**GIVEN INSTRUCTION:** Copy out only the lines from the one with "Note: pick out the clear" to the one with "column 116, row 97", swapping "clear blue sky" for "cloudless sky" and leaving everything else unchanged.

**DATASET RECORDS:**
# # # # # # #
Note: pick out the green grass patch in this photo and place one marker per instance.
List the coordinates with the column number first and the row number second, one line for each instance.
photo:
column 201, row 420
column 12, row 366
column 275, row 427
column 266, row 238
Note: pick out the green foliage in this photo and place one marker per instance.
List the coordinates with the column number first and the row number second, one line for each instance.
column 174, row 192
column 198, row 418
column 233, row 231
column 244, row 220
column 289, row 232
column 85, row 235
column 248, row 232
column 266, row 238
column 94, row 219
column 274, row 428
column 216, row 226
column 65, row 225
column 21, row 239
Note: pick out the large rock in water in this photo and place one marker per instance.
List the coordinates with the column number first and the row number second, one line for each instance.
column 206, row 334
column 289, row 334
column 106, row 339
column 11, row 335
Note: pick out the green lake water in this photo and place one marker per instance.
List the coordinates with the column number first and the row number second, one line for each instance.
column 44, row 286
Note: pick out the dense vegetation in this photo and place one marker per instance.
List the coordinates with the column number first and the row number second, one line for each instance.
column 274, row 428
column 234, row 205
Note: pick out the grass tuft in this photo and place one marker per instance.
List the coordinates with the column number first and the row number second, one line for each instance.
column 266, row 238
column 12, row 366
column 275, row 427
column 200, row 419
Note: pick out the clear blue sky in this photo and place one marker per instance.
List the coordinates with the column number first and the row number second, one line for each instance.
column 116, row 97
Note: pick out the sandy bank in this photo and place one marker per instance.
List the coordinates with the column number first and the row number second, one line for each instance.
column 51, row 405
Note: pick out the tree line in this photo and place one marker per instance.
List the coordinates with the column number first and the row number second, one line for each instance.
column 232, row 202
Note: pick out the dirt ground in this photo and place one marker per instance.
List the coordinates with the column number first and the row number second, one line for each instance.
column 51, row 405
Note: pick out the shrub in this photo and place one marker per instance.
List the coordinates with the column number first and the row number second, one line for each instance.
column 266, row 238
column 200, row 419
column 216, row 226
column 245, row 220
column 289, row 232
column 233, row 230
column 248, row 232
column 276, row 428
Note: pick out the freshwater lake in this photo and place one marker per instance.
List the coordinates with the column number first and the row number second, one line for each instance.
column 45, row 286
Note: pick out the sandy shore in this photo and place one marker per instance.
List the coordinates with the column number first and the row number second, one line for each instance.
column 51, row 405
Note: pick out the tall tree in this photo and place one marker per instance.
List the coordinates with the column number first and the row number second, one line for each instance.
# # # # # # #
**RESPONSE TO THE TASK:**
Note: pick out the cloudless sky in this photo and place one marker per instance.
List the coordinates with the column number first and the row number second, one line for each instance.
column 116, row 97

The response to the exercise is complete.